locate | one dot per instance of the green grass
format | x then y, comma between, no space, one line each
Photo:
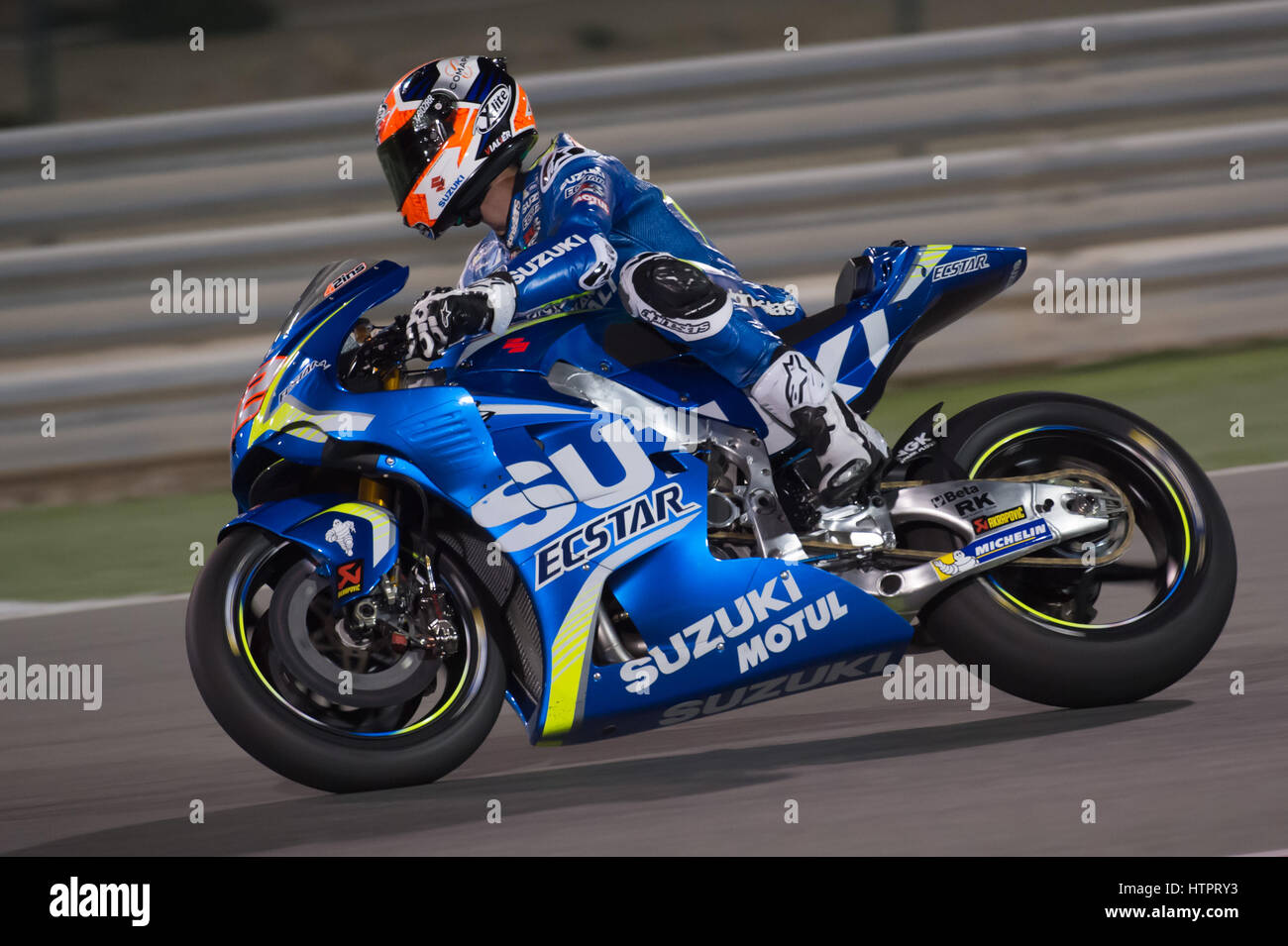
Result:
138,546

> [Your objective] Set down all of the entries exactly. Leave the pictures out.

> [Answer to the exercise]
locate | one dot per instance of the green grass
format | x then y, comma between, no space, one line each
Photo:
Result:
138,546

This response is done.